**TEXT TO READ:**
>> begin
Cheap regulators generally work as well as expensive ones once they're set -- they're just a little more trouble to get set but you don't have to set them often. The exception would be if you're buying very high quality 2-stage regulators, which will let you run your CO2 tank down much lower and save oh maybe a dollar every year or two on the cost of CO2. But such regulators cost ridiculous amounts of money and can only be justified on an if-I-don't-get-one-I'll-never-know-how-they-work basis. Consider getting a use CGA320 regulator on ebay.

A bubble counter is about a necessary as a shoe horn. If you find that you really need one, you're probably wearing the wrong size shoes.

Carbon Dioxide Water-Input-Absorption-Benefaction Devices: Devices and techniques to mix CO2 into water usually have trumped up pretentious names like "mister," "injector," and the ever so atomic and technical sounding "reactor" and some cost a pretty penny. They all do the same basic thing, bubble CO2 into water in hope that somehow the CO2 reaches the plants. They do and it does. Some designs are more efficient than others but CO2 mixers are like substrates in aquatic plant aquaria, it doesn't much matter which you use, the results are mainly a function of how much and everything else you do.
>> end
**INFORMATION SHOWN:**
>> begin
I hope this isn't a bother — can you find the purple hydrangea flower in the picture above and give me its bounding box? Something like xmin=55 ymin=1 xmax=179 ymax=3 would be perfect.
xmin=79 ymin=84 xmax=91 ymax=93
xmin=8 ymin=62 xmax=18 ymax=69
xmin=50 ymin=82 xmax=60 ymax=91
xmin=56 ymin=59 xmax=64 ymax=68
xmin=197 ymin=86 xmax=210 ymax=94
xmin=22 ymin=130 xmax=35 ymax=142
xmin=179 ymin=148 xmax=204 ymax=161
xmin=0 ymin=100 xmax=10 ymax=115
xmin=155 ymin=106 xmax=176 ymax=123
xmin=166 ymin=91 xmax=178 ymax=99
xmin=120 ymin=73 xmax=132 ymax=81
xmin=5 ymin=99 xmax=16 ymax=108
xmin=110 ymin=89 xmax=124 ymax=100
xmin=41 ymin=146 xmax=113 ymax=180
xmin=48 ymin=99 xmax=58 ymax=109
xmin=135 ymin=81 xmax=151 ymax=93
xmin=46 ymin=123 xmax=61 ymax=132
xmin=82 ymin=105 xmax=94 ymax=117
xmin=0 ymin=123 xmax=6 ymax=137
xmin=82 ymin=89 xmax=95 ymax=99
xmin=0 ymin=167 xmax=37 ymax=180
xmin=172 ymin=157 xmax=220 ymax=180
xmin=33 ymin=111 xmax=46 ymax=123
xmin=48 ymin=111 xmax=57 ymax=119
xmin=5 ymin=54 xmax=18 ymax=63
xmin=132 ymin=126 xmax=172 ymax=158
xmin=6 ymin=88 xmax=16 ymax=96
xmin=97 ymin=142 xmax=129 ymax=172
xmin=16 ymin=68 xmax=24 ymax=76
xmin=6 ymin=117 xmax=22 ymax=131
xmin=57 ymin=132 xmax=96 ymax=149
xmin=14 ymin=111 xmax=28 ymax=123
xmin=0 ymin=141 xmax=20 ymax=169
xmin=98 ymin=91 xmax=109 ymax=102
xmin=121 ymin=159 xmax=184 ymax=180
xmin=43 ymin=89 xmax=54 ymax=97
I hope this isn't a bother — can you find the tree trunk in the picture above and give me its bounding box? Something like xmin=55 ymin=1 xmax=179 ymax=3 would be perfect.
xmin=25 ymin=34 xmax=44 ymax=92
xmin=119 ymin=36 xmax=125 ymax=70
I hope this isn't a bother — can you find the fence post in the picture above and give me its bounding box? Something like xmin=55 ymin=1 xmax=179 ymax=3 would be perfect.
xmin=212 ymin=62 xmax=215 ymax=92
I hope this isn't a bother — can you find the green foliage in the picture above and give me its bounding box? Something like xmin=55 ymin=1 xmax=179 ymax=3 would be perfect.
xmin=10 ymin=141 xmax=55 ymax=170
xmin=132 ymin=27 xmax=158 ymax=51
>> end
Write what comes next in the passage on CO2 equipment for planted aquariums, picking up after its final sentence.

pH controllers are less useful than shoe horns on a sunny beach. You *can* use one but don't go tellin' folks it does anything you couldn't do simpler, cheaper, safer and more effectively without the controller.

Don't drastically readjust your CO2 regulator as the tank runs out, trying to get every last drop of CO2, and then expect the refilled tank to work at the same setting.

The pressure in a freshly refilled CO2 tank might increase by as much as 20% within the first few hours after refilling. Filling chills the tank and,as the tank warms, the pressure increases. So, don't expect the regulator to function exactly the same with a cold tank as a warm one. CO2 tanks are like stethoscopes; best to let them warm to touch before using them.

And don't put compressed inert gas tanks into a shark's mouth and then fire a rifle at it; apparently that is the one and only situation where they will explode as opposed to merely rocketing around like a project from NASA on a very very bad day -- which, come to think of it, would have been a nice ending to Jaws, having the beast scoot and bounce around on the water like Daffy Duck -- woo hoo woo hoo. ;-)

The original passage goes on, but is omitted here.